Provided material:
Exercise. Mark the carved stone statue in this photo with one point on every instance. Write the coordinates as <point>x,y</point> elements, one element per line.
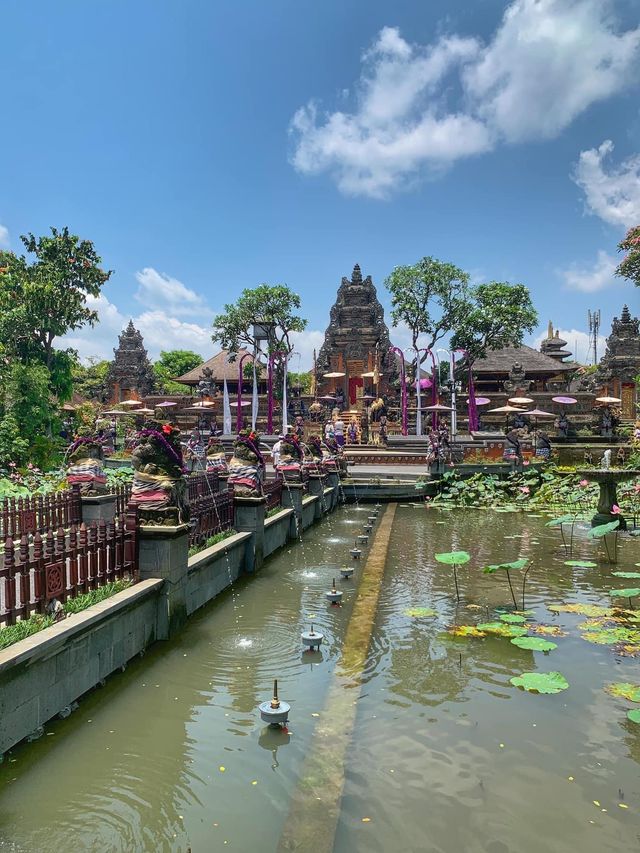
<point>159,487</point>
...
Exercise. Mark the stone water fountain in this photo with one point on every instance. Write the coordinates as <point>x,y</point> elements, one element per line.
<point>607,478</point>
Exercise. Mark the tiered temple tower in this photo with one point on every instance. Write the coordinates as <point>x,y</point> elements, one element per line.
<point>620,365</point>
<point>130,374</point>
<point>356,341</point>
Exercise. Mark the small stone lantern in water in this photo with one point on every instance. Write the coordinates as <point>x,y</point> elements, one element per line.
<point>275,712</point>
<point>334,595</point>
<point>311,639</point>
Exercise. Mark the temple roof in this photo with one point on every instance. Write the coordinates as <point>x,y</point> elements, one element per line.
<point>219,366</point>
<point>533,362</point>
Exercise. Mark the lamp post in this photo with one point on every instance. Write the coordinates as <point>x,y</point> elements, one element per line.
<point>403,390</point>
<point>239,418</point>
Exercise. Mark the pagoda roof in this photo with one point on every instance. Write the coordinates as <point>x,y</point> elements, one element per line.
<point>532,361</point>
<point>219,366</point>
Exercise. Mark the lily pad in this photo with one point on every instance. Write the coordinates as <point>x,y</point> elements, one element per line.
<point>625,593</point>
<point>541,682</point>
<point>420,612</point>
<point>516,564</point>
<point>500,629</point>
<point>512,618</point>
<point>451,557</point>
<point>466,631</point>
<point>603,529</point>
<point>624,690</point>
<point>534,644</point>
--
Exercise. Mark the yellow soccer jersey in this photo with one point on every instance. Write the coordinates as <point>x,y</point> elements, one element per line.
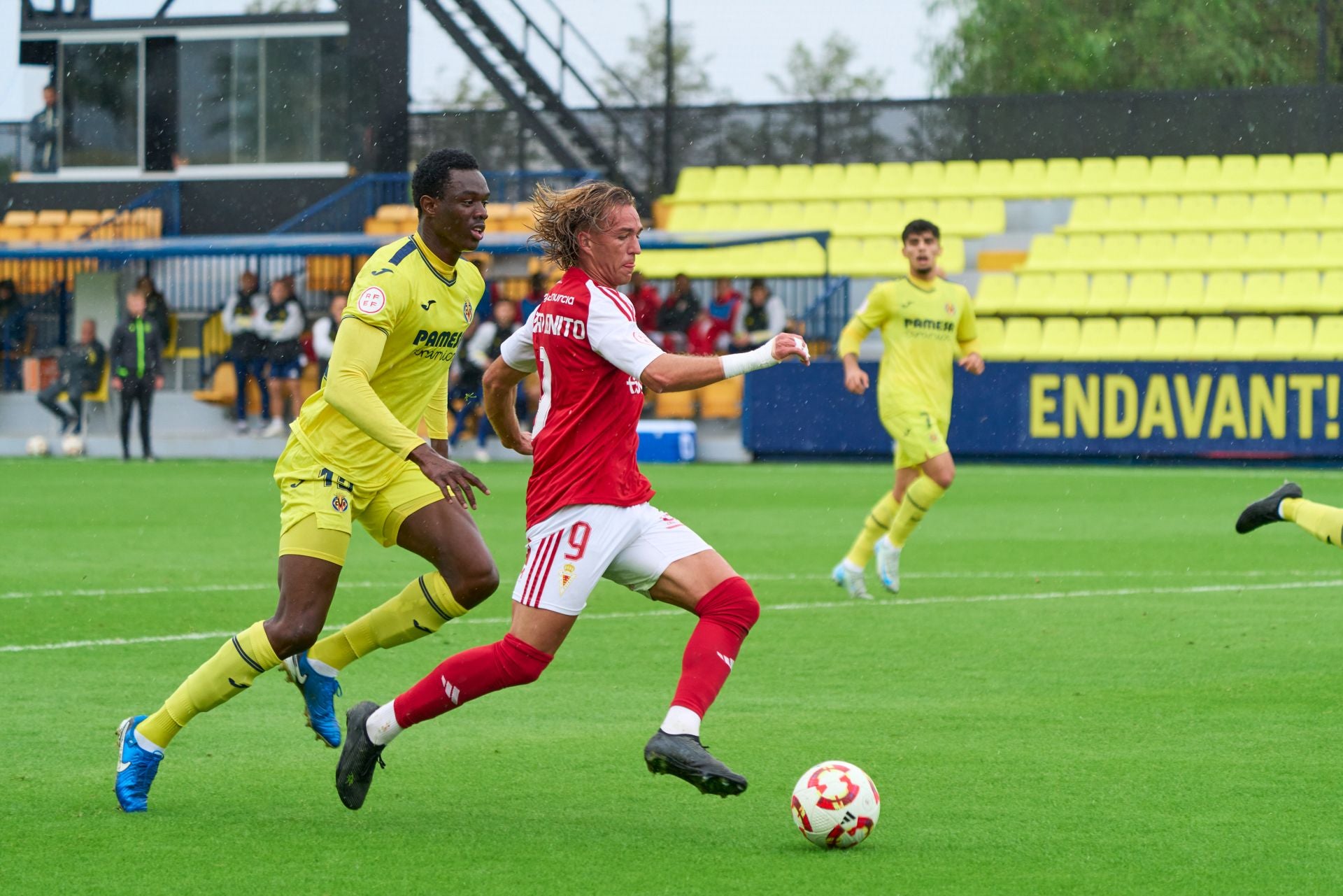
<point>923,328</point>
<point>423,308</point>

Objective: Copy everything in the data above, from the line containing "Exercise. Mark the temple" down to the line containing "<point>534,644</point>". Include both of those lines and change nothing.

Answer to the problem:
Exercise. Mark the temple roof in this photo with one point on every instance. Write the coordinates as <point>x,y</point> elements, one element per line.
<point>219,366</point>
<point>533,362</point>
Exercise. Mark the lamp post in this photo with one point on every instance. Write the coordinates as <point>x,y</point> elements, one element per line.
<point>403,390</point>
<point>239,418</point>
Exercise. Mark the pagoda roof in this photo with one point on every instance. Write the coordinates as <point>x,y</point> elements, one element per line.
<point>532,361</point>
<point>219,366</point>
Exercise. Mark the lily pad in this photo with one point on every instance. Write the coordinates as <point>x,y</point> elements, one element per line.
<point>625,593</point>
<point>541,682</point>
<point>420,612</point>
<point>516,564</point>
<point>500,629</point>
<point>512,618</point>
<point>451,557</point>
<point>466,631</point>
<point>603,529</point>
<point>624,690</point>
<point>534,644</point>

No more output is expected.